Information given:
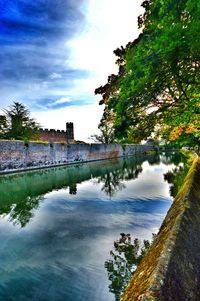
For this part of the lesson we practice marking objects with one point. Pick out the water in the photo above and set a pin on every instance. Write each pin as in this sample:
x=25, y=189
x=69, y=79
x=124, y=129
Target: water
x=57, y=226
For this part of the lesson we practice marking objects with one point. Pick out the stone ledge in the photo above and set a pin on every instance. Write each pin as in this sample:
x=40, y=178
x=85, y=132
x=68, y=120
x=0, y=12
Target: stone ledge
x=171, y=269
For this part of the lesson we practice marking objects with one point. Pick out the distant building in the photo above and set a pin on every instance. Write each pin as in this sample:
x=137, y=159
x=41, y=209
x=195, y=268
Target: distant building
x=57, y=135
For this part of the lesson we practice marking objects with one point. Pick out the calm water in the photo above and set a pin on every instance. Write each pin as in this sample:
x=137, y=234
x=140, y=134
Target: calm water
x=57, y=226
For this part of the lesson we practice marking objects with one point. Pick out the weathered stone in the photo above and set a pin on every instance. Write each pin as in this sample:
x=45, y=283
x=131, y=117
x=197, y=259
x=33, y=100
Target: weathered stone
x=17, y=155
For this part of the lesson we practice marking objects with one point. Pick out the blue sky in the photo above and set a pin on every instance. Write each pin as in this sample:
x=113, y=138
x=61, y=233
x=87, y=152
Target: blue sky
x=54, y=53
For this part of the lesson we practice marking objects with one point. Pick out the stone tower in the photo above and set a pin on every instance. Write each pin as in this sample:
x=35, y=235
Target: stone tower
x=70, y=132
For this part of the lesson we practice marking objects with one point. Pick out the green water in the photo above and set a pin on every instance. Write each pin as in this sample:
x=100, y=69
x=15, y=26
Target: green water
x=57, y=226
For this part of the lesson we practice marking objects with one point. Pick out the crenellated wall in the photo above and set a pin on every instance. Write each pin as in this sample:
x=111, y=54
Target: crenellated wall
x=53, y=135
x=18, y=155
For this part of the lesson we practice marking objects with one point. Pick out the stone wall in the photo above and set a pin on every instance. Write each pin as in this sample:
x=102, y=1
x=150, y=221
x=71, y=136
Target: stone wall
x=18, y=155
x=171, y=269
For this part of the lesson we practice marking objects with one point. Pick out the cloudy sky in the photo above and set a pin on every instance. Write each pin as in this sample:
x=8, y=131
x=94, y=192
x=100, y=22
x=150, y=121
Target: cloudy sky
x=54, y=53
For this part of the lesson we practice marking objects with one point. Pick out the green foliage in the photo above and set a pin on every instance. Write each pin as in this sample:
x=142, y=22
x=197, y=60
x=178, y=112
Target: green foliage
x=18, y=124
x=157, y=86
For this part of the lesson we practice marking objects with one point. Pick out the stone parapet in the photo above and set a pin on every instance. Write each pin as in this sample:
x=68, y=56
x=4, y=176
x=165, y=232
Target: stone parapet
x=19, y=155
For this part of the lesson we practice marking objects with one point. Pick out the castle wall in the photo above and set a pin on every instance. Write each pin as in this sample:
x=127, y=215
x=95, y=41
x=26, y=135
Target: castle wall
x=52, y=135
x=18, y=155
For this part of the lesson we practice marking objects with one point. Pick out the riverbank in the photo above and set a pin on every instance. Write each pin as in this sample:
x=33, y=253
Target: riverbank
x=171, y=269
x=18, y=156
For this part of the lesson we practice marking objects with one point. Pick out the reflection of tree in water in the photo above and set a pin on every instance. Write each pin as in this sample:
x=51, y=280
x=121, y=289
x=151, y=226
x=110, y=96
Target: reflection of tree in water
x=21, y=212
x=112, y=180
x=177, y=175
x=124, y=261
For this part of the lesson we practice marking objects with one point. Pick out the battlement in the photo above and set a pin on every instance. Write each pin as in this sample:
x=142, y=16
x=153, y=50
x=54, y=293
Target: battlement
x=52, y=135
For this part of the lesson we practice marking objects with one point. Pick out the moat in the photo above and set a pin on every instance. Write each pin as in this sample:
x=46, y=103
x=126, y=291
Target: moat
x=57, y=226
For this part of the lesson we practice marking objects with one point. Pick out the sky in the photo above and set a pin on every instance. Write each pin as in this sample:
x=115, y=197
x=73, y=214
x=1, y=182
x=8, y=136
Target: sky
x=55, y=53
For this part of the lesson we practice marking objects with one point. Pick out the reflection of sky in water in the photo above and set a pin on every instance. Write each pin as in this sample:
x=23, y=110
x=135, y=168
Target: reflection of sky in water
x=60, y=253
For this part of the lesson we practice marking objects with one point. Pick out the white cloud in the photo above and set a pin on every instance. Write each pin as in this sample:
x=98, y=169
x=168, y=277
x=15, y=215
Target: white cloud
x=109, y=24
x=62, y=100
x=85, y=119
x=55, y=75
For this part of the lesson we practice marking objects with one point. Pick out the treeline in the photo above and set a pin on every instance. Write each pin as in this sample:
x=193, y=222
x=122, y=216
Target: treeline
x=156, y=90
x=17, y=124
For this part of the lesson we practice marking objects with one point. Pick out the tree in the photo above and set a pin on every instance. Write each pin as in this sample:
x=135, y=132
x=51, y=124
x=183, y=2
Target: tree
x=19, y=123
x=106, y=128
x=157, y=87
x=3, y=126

...

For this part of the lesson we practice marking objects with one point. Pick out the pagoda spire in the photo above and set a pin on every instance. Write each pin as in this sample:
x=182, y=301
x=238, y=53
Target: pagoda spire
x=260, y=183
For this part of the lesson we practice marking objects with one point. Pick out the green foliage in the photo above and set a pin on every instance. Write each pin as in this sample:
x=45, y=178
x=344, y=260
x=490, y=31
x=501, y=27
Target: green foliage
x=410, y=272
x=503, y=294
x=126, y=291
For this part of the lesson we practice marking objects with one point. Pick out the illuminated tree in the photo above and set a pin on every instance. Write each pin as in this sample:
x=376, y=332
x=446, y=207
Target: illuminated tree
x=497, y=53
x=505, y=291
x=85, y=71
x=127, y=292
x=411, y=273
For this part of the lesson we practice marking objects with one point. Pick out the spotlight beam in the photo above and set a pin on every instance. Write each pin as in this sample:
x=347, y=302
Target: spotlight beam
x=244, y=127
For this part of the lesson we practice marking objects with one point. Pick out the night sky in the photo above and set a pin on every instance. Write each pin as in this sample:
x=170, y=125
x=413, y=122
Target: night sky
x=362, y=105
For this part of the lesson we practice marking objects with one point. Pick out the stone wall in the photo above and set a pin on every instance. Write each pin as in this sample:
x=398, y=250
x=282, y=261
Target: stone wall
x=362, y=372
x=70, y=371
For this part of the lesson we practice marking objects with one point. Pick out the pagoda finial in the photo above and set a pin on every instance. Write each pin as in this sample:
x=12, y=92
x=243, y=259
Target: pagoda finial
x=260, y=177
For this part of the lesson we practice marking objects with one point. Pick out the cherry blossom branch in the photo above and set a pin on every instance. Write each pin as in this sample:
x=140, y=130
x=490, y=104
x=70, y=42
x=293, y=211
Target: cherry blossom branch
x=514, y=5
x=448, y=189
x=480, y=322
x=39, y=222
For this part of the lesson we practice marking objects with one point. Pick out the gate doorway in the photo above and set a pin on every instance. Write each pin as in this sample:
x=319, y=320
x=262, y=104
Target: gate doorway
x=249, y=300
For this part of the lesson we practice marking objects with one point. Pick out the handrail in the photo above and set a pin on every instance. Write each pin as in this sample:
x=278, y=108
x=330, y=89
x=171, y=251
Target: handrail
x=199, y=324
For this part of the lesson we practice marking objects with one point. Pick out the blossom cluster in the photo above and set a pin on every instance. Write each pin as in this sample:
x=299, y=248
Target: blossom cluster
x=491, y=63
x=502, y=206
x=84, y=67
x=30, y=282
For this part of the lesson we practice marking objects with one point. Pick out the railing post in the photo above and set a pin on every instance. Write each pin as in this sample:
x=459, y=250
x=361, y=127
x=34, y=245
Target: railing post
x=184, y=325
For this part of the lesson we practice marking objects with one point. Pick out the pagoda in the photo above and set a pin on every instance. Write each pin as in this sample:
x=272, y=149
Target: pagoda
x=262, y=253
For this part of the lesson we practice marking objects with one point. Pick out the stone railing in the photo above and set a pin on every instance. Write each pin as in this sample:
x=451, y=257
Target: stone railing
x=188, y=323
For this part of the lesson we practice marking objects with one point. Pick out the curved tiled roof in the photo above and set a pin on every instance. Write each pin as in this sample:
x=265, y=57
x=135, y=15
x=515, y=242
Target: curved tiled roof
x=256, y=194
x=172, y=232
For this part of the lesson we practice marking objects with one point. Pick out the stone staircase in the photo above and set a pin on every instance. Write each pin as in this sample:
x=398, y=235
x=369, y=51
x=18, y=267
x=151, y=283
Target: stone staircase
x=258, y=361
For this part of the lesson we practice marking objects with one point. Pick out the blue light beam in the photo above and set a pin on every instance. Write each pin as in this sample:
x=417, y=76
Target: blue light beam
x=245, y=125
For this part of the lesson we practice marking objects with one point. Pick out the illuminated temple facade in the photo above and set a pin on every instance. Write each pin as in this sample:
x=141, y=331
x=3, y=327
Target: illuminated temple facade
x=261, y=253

Your goal: Change "pin" to "marker" in the records that run from the line containing "out the water" through the line containing "x=70, y=132", and give those lines again with nothing else altered.

Solution:
For this part of the lesson we practice marking objects with one point. Pick out the water in the photo above and set a marker on every instance. Write each marker as in this sample:
x=25, y=189
x=69, y=79
x=124, y=129
Target: water
x=57, y=226
For this part of the lesson we practice marking objects with one point. Pick out the stone ledge in the photo above and set a marker on every instance. Write each marker as in this sample:
x=40, y=178
x=85, y=132
x=68, y=120
x=0, y=12
Target: stone ledge
x=171, y=269
For this part of the lesson we practice marking objects with one point. Pick out the distant building in the photo above and set a marker on every instance. Write each marker as in this sample:
x=137, y=159
x=41, y=209
x=195, y=268
Target: distant building
x=57, y=135
For this part of the lesson we practice marking objects with one point. Pick out the calm water in the photo above and set a marker on every instance. Write each marker as in this sample:
x=137, y=234
x=140, y=134
Target: calm water
x=57, y=226
For this part of the lesson we practice marking objects with one point. Pick out the weathered stone in the photo above and set a marker on every instance. Write each marker as in this sample:
x=45, y=283
x=131, y=117
x=197, y=259
x=33, y=100
Target: weathered stone
x=17, y=155
For this part of the lesson we practice marking objects with one point. Pick out the blue sky in the photo above and set a marker on every instance. Write each marker as in this sample:
x=113, y=138
x=61, y=233
x=87, y=152
Target: blue sky
x=54, y=53
For this part of the lesson we practice marking objects with one point. Pick out the stone tower in the photo above and set a marker on every instance. Write each marker as in this sample:
x=35, y=235
Target: stone tower
x=70, y=132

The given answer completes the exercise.